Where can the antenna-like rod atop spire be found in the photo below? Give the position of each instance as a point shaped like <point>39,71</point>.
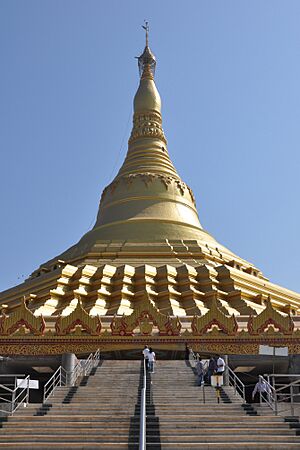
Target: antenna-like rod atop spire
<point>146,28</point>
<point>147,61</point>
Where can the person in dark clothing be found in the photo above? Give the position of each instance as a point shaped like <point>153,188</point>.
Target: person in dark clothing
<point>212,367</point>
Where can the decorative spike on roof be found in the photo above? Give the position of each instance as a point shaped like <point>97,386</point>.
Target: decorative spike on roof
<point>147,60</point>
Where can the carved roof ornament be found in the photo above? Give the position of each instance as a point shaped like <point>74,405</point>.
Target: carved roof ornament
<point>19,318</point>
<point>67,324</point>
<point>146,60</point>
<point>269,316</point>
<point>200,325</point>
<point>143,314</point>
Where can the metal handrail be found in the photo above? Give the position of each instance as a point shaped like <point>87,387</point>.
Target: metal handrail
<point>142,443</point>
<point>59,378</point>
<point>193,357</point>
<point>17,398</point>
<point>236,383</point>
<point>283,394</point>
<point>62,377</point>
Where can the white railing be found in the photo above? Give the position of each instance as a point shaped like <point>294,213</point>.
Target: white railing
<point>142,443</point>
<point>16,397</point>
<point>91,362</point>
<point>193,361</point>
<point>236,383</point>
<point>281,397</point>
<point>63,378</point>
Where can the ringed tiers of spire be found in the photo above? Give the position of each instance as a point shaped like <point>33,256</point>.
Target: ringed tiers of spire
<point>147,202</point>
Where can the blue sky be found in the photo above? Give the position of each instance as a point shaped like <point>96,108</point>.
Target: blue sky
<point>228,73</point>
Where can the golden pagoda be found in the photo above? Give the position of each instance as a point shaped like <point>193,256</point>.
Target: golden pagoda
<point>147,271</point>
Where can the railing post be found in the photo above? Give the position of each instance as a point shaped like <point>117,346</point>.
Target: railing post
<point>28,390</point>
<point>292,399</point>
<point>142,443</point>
━━━━
OBJECTIVE = Your copy should match the records word for word, with the pictures removed.

FINAL RESULT =
Where can the antenna-like rod atop spire be found in the photo below? Give the position of each instance as a point shaped like <point>39,71</point>.
Target: antenna-like rod atop spire
<point>146,28</point>
<point>147,61</point>
Where can the person in dark clothing be found in the photo above? Give the position of each instance as a point shaped like <point>153,188</point>.
Target: person in dark clothing
<point>212,367</point>
Where can the decorative spike on roof be found in the photo above? Give the position of each instance as a point shaped like <point>97,386</point>.
Target: decorative spike on roof
<point>147,60</point>
Where can the carved roof ornament be found in the photo above? Give the position of each instance as a point shaped like <point>74,405</point>.
Target: carved roof ornament
<point>19,318</point>
<point>67,324</point>
<point>146,60</point>
<point>269,316</point>
<point>200,325</point>
<point>143,314</point>
Where can the metal handrail be found in the photo above? Give the position of each instance as a point shaped like <point>87,387</point>.
Target: metal handrail
<point>142,443</point>
<point>59,378</point>
<point>193,357</point>
<point>17,398</point>
<point>236,383</point>
<point>283,394</point>
<point>62,377</point>
Where can the white railing be found in the photo above? Give the position of each instance as a point shaped like <point>294,213</point>.
Target: white railing
<point>142,443</point>
<point>16,397</point>
<point>91,362</point>
<point>193,361</point>
<point>236,383</point>
<point>281,397</point>
<point>63,378</point>
Where can the ringed tiers of spire be found in the photo above? Give the position of each instance as a point shaped like <point>33,256</point>.
Target: ringed tiers of spire
<point>147,202</point>
Where can the blue sky be found in the photo above? Give the position of each instance as a point shaped like <point>96,108</point>.
Target: blue sky
<point>228,73</point>
Where can the golden pagoda be found in the photo above? Give the position of each instance as a point shaped like <point>193,256</point>.
Target: golden pagoda
<point>147,271</point>
Where can the railing post be found in the photo above? Give the position of each instance as a point shaped like <point>117,346</point>.
Target: railing post
<point>28,390</point>
<point>292,399</point>
<point>142,443</point>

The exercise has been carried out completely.